Excerpt to read:
The first sighting of Sandra Bullock as forty-something Margaret Tate, book editor for a major publishing house in New York, is going to make the same impression on anyone who saw "The Devil Wears Prada" as Meryl Streep did. The charming and vulnerable Ms. Bullock has adopted a character that channels that fab lady in that surprise hit based on a boss only a polar bear could warm up to. The difference here, beside the setting, is how the office staff uses their network connections to warn each other of her arrival so that they can't be seen by her as slacking.

This stern lady's assistant is 30-ish male Andrew Paxton (Ryan Reynolds, "X-Men, Origins: Wolverine"), which is another difference, and the gender differential seems to be part of the office master's personal code of superiority over her minions. But Andrew is a bit of a surprise because he's found a way to maintain a degree of self-respect under the boss's withering demands and tests. In fact, you can't help but silently cheer the guy as he just won't let her put him down too far nor too frequently. As for his manuscript that she won't give a nod to, well, that's a bitter pill he hopes someday to spit out. Little does he realize the headway he's about to make with his professional career.

Extracted material:
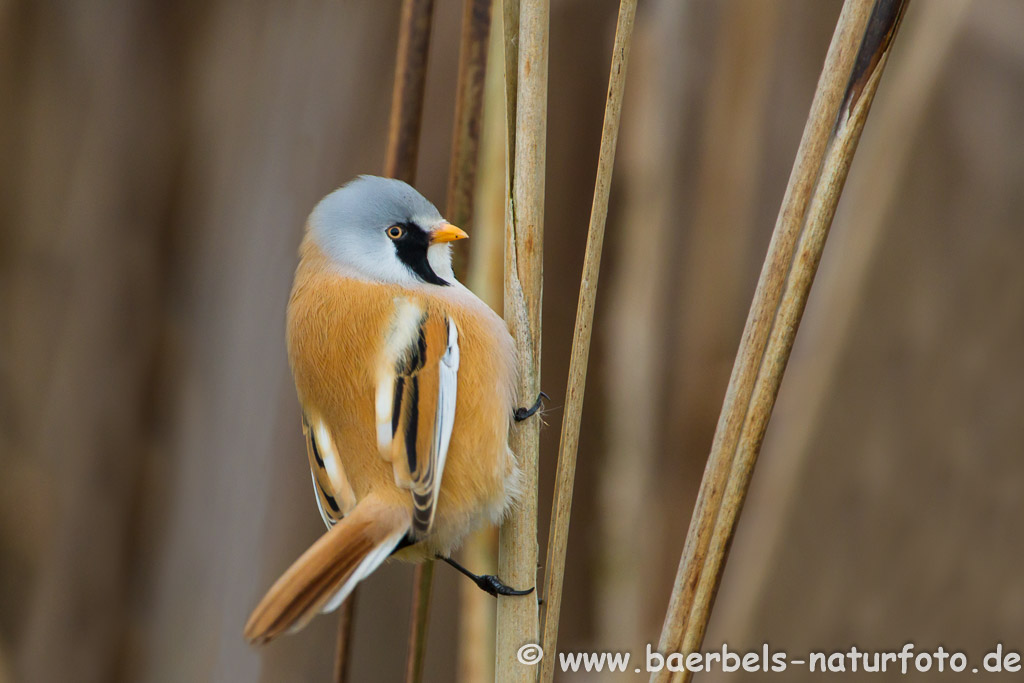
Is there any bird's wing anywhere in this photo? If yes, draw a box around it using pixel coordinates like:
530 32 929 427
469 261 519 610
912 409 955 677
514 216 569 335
302 414 355 528
376 299 459 537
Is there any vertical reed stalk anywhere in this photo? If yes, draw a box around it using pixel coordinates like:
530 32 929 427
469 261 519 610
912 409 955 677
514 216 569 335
651 0 906 681
406 0 490 683
717 0 971 643
456 6 505 683
540 5 637 682
495 0 550 681
334 0 434 683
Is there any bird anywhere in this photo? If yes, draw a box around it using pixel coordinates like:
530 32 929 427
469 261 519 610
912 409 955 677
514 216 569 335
244 175 546 644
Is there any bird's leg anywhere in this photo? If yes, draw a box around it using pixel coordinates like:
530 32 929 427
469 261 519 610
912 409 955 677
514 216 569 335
513 391 551 422
437 555 534 598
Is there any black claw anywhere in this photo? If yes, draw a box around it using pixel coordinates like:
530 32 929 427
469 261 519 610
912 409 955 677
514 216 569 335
513 391 551 422
437 555 534 598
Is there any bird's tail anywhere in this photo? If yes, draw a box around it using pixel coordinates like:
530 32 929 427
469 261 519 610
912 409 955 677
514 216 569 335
245 498 411 644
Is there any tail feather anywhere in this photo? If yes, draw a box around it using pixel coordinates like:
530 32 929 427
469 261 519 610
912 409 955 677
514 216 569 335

Do this:
Rewrite the movie review from "This stern lady's" to "his professional career.", with "manuscript" changed to "novel".

Correct response:
This stern lady's assistant is 30-ish male Andrew Paxton (Ryan Reynolds, "X-Men, Origins: Wolverine"), which is another difference, and the gender differential seems to be part of the office master's personal code of superiority over her minions. But Andrew is a bit of a surprise because he's found a way to maintain a degree of self-respect under the boss's withering demands and tests. In fact, you can't help but silently cheer the guy as he just won't let her put him down too far nor too frequently. As for his novel that she won't give a nod to, well, that's a bitter pill he hopes someday to spit out. Little does he realize the headway he's about to make with his professional career.